*Extract to read*
----------

Jaclyn Fleck, Psy.D.

Jaclyn Fleck, Psy.D.
Staff Psychologist

Staff Psychologist

Special Interests

Graduate/professional students, traumatic stress, grief/loss, depression, relationship issues, and women’s issues.

Bio

•B.A. in Psychology, Benedictine University, Lisle, IL
•M.A. in Counseling Psychology, Adler School of Professional Psychology, Chicago, IL
•Psy.D. in Clinical Psychology, Adler School of Professional Psychology, Chicago, IL
•Internship: Student Counseling Center, University of Tennessee-Knoxville, Knoxville, TN
•Informal Postdoc/Staff Psychologist: Student Counseling Center, University of Tennessee-Knoxville, Knoxville, TN

Background

I spent the beginning of my training providing therapy in hospital settings and completing ADHD/LD psychological assessments with children and adolescents. In addition to these settings, I worked part-time in a private practice for four years while completing my doctorate. Though these settings were fulfilling in their own ways, I have found that I feel most at home in university counseling centers. My theoretical orientation is Relational Constructivism and I enjoy using this model to guide my brief individual therapy. I enjoy working with both undergraduate and graduate students; however, I work exclusively at the CAPS Chicago office, which provides services to graduate students.

----------

*Recorded data*

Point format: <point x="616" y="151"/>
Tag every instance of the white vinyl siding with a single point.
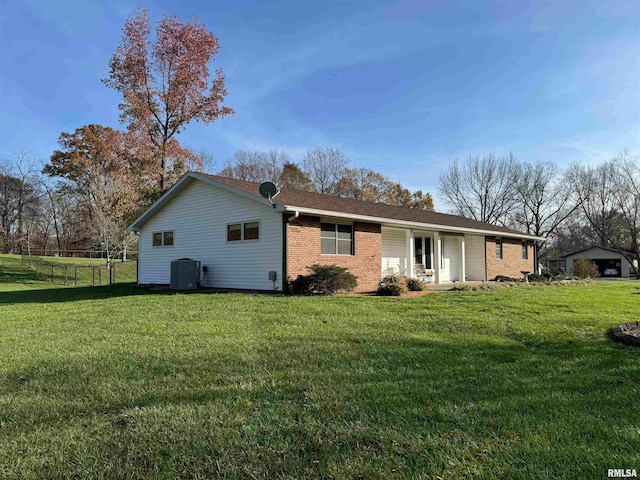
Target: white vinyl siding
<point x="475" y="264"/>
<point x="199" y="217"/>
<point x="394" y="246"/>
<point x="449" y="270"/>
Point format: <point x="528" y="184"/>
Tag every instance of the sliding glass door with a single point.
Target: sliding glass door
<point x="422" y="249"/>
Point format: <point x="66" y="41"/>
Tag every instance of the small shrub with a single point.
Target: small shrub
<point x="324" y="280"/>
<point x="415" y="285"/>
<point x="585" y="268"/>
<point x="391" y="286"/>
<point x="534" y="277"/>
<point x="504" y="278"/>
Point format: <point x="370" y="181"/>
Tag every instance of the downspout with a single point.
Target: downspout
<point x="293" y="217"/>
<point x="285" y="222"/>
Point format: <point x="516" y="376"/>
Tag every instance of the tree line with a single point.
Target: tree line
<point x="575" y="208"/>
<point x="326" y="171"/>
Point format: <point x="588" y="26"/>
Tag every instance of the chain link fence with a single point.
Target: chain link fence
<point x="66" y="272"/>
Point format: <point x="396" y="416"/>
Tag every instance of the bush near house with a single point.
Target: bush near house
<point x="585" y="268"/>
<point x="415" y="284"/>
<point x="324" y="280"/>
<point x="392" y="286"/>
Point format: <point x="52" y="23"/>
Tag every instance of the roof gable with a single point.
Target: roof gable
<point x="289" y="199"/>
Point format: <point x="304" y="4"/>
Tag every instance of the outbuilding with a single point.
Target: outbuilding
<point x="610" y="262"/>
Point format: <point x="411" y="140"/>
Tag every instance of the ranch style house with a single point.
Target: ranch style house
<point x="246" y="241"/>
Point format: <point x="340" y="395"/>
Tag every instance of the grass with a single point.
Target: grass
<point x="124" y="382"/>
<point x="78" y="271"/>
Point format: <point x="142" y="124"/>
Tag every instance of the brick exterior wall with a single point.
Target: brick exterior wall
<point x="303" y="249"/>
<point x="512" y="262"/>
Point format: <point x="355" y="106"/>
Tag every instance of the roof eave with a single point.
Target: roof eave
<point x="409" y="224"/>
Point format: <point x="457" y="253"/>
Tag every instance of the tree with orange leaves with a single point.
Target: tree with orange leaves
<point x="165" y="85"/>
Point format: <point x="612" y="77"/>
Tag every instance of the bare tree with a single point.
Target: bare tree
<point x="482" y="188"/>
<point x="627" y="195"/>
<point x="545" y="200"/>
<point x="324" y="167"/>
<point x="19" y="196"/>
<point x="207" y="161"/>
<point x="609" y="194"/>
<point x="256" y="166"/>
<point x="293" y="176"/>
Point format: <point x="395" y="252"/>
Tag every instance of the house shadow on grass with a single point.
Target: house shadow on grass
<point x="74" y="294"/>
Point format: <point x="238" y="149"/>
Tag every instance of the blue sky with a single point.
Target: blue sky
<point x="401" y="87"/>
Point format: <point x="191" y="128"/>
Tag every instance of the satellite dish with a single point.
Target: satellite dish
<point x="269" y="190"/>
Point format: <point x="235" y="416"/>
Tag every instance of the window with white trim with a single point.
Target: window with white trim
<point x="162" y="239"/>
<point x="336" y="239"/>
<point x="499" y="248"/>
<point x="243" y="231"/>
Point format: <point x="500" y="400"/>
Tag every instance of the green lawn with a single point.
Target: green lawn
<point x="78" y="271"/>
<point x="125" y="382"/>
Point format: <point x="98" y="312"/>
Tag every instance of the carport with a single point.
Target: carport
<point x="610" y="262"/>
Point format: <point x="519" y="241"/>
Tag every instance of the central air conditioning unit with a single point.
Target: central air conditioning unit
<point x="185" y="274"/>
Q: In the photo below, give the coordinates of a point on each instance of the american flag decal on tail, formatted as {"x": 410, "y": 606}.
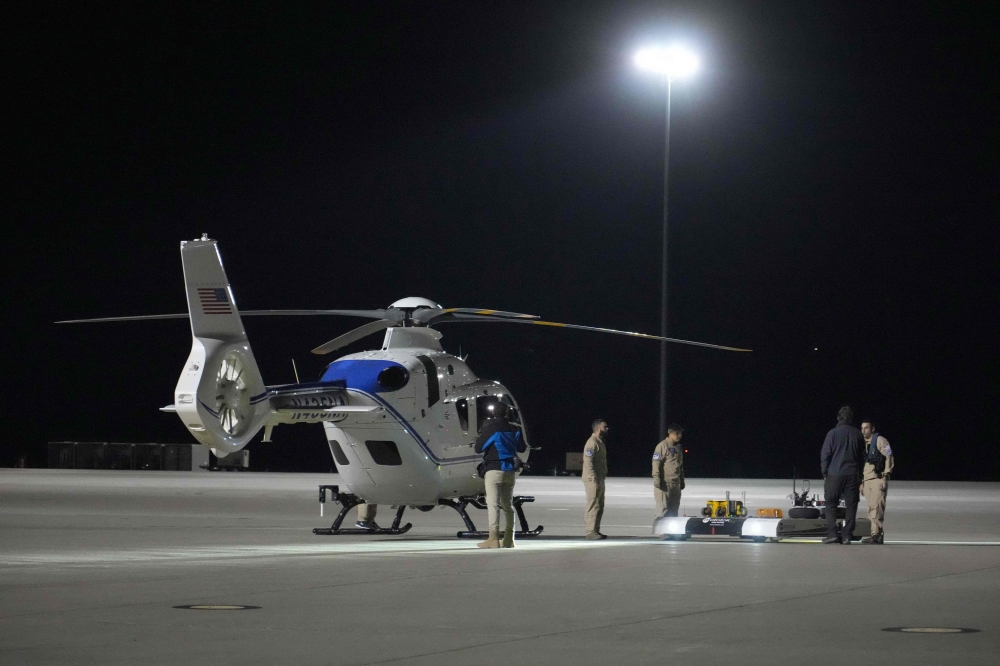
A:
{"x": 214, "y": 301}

----------

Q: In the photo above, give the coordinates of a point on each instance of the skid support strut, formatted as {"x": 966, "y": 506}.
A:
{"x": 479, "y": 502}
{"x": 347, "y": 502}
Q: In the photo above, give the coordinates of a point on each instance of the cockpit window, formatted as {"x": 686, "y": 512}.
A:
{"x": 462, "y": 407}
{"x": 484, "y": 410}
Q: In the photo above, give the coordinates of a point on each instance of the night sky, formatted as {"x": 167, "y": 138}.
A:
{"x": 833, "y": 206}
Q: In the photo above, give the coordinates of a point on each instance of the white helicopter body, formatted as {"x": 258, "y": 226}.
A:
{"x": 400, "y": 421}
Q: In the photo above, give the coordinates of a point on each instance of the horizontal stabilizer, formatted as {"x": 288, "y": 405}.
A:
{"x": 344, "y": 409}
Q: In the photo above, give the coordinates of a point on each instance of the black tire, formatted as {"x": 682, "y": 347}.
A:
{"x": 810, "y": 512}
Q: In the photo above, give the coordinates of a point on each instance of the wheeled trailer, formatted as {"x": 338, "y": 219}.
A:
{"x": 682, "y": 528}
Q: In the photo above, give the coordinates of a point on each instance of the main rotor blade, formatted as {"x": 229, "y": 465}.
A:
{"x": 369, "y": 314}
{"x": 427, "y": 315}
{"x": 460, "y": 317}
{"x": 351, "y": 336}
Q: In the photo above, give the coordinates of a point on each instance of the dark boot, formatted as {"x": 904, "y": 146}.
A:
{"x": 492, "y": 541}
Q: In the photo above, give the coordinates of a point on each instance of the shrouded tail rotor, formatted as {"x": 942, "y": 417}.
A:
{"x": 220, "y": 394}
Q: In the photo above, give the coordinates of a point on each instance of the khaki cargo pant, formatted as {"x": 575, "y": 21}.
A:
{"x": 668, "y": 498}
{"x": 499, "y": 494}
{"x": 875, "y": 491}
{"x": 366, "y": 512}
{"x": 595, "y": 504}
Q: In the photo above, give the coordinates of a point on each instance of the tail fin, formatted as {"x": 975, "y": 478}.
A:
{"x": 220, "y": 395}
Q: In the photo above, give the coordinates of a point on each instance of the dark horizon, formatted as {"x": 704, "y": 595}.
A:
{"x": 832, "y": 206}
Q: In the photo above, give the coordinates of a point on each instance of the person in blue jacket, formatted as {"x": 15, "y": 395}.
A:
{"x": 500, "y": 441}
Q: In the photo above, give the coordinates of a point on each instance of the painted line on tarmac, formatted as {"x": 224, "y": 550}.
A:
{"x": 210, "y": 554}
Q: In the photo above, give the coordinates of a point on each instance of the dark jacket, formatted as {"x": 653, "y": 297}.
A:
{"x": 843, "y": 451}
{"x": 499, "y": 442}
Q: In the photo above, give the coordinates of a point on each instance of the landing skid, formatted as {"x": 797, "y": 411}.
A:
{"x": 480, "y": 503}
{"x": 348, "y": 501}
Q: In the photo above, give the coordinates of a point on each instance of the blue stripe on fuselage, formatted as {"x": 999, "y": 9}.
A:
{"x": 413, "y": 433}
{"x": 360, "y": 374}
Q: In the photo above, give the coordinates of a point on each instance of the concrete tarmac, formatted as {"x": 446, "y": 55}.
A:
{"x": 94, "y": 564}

----------

*Required work*
a) Answer these questions from the profile of Jaclyn Fleck:
(i) Which university awarded her B.A. in Psychology?
(ii) How long did she work part-time in a private practice?
(iii) At which office does she work exclusively?
b) Which special interests does the profile of Jaclyn Fleck list? Name all of them.
c) Carry on the profile of Jaclyn Fleck from the point where it stops.

*Answers to the exercise*
a)
(i) Benedictine University, Lisle, IL
(ii) Four years
(iii) The CAPS Chicago office

b) Graduate/professional students, traumatic stress, grief/loss, depression, relationship issues, and women's issues.

c)
I am interested in working with various presenting issues and diagnoses and especially enjoy working with clients who exhibit personality disorder characteristics. Further, I have a specialized concentration in Traumatic Stress Psychology and have extensive training working with survivors of various traumas.

I aim to be as congruent as possible in my different roles as psychologist, supervisor, consultant, and colleague and encourage this in my supervisees. My approach to supervision is developmental and collaborative and I strive to provide a safe and supportive environment for my supervisees. I encourage supervisees to take the lead in supervision and come prepared to discuss clinical cases and professional development. My hope is to help psychologists-in-training step outside of their comfort zones and try new interventions in therapy, conceptualize cases in different ways, and be open to feedback.